Records contained in a dataset:
· · · ·

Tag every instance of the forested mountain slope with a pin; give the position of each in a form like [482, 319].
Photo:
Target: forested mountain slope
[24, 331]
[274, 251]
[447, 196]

· · · ·

> [Problem statement]: When you output the entries, keep every word exactly as it stands.

> [Task solution]:
Tag every instance of the forested mountain slope with a pin; give the position of each in a form like [482, 319].
Photo:
Target: forested mountain slope
[24, 331]
[274, 251]
[447, 196]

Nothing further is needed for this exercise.